### What to produce:
Beginning with the line that contains "Query: sea spray", copy each remaining line of the data below exactly.

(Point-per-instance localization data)
::::::::

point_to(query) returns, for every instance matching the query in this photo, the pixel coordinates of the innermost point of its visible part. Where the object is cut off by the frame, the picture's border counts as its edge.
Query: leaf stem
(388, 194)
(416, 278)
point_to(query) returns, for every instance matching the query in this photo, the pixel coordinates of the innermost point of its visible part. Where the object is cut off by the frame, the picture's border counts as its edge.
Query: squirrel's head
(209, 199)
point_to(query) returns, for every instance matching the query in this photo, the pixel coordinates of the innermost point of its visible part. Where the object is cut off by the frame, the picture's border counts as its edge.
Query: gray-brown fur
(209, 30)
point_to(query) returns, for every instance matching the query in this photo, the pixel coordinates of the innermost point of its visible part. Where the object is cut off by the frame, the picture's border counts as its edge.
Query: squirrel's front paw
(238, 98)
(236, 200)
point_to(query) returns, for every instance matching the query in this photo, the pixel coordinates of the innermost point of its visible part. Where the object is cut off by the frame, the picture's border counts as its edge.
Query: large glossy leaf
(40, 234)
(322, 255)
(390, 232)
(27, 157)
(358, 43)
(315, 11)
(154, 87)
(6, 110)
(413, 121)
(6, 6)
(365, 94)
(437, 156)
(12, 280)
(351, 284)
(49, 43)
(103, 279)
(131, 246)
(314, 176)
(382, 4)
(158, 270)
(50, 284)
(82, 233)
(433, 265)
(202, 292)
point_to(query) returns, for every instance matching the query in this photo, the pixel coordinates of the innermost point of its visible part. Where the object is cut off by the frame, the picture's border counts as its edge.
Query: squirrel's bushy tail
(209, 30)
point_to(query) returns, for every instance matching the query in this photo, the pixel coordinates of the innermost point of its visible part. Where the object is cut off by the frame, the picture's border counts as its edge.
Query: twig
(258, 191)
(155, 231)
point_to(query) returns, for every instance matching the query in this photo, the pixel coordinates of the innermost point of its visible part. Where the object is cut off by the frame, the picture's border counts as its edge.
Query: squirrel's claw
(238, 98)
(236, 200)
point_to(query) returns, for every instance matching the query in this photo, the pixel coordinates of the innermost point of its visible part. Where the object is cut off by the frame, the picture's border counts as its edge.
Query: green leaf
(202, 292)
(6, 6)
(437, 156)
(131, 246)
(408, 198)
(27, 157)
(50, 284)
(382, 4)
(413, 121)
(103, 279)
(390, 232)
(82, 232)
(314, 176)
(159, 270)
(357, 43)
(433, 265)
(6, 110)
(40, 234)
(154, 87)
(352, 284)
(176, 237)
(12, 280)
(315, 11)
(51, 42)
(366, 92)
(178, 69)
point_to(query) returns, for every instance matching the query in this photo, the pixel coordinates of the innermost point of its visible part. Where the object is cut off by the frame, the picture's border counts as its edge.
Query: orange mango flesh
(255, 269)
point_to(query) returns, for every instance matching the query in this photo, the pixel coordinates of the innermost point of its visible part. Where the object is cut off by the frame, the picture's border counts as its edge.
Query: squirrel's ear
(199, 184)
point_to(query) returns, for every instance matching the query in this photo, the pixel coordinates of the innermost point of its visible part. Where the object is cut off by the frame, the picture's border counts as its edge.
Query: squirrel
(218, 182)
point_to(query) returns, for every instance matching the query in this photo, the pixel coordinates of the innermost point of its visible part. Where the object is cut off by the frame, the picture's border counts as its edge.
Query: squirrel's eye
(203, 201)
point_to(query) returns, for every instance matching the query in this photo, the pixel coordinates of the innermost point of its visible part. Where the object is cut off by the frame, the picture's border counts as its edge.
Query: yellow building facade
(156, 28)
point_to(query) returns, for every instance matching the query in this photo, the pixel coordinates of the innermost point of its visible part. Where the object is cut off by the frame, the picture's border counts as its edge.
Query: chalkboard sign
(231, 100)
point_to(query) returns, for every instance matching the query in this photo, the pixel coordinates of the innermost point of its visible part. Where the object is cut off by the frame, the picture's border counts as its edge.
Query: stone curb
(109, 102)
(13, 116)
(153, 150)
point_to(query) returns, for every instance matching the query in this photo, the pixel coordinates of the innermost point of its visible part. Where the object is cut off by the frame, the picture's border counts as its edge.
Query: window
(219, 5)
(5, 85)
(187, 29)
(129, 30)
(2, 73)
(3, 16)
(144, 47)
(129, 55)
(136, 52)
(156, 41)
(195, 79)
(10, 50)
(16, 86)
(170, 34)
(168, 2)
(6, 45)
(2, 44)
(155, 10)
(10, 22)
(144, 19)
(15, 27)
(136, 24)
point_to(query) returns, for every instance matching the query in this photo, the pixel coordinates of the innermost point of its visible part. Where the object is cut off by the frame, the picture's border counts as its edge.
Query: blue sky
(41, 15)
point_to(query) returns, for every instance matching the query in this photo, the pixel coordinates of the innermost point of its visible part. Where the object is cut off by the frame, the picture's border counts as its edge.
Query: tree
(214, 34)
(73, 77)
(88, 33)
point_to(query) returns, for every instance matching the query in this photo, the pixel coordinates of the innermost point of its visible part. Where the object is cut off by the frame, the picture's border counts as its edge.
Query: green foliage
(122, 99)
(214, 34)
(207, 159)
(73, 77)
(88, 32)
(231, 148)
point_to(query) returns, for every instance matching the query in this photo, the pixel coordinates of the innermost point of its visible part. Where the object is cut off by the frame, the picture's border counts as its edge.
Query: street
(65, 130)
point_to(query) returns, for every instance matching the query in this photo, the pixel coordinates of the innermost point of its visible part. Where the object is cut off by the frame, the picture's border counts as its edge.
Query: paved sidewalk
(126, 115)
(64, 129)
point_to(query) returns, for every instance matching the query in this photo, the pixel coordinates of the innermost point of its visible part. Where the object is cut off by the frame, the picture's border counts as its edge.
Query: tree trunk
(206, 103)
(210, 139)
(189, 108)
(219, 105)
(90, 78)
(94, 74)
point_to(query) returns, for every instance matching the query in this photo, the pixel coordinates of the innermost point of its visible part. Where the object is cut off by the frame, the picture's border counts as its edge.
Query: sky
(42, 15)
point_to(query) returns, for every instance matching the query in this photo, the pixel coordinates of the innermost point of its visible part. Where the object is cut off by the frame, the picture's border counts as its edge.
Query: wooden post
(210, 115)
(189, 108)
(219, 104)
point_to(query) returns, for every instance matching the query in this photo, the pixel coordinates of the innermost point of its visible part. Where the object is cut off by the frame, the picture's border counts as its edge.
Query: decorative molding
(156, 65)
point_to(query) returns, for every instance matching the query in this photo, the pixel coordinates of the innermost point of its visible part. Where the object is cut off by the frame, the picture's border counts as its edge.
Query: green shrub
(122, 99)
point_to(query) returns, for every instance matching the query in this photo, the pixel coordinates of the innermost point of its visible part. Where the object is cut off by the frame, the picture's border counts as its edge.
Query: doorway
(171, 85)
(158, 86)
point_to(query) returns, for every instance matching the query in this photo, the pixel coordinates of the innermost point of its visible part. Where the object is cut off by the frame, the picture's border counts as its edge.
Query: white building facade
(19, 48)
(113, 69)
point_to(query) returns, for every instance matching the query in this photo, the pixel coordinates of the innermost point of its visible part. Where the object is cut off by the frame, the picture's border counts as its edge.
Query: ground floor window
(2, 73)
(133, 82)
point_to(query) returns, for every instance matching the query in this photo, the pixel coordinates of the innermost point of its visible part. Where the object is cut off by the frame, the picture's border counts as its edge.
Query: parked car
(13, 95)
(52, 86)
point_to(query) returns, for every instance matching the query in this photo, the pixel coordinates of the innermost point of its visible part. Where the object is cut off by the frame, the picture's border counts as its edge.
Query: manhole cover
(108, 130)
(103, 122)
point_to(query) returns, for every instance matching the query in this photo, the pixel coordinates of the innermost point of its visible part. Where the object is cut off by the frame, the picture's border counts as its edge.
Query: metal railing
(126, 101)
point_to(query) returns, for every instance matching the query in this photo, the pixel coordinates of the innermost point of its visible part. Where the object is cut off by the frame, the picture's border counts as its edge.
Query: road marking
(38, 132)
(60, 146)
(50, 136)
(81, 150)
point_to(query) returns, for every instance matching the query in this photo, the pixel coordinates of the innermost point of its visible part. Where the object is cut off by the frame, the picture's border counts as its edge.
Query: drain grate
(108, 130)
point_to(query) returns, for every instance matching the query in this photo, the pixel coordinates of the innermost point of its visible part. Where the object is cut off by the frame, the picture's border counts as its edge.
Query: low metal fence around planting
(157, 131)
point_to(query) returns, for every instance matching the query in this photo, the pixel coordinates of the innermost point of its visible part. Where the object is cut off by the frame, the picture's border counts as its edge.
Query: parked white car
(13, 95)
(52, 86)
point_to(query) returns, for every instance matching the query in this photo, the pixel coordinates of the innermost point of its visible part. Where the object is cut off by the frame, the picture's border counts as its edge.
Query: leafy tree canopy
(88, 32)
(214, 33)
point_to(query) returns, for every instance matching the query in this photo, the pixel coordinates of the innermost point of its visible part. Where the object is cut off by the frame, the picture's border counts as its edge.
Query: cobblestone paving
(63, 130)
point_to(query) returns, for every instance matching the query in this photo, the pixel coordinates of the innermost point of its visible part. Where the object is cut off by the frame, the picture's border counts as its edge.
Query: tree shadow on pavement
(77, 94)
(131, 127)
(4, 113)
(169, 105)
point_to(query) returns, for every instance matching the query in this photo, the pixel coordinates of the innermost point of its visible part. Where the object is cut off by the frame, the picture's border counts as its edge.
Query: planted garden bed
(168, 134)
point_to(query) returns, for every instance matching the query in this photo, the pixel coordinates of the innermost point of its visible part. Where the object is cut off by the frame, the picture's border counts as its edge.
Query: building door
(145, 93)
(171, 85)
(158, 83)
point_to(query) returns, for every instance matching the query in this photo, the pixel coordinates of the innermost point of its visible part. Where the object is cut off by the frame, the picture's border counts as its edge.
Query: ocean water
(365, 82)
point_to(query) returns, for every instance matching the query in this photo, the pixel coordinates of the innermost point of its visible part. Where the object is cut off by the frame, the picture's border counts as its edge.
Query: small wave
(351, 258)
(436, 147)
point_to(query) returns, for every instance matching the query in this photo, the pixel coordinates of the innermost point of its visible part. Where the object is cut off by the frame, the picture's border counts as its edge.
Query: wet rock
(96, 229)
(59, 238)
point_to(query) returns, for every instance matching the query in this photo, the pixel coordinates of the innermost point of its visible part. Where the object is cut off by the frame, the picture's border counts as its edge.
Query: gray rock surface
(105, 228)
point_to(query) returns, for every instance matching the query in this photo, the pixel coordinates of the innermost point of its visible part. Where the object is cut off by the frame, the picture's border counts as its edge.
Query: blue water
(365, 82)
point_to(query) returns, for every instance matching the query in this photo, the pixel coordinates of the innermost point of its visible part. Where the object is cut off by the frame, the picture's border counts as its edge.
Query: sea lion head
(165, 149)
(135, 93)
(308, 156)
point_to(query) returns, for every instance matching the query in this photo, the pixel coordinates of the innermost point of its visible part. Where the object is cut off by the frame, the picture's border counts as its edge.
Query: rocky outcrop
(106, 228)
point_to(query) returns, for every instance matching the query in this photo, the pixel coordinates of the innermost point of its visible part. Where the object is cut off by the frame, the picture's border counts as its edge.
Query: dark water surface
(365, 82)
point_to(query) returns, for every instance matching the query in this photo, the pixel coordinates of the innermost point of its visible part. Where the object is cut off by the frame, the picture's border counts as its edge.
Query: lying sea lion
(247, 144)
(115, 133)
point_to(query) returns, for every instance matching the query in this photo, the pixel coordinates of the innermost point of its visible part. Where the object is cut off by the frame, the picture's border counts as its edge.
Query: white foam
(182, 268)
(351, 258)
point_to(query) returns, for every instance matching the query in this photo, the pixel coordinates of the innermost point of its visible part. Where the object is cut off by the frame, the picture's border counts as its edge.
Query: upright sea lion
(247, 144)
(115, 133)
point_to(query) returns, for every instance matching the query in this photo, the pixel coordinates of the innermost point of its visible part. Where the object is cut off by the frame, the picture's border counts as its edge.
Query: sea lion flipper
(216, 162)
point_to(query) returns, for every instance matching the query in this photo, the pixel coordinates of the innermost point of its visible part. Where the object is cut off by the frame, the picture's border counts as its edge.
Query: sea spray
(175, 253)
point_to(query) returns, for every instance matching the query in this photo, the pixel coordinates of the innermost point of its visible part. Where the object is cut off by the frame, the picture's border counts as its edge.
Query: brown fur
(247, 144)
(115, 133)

::::::::

### Written response:
Query: sea spray
(175, 253)
point_to(query) returns, for every instance matching the query in this photo, the pixel coordinates of the innermost point of its visible part. Where the object is cut off by the frame, the picture's border counts as its edge.
Query: brown fur
(247, 144)
(115, 133)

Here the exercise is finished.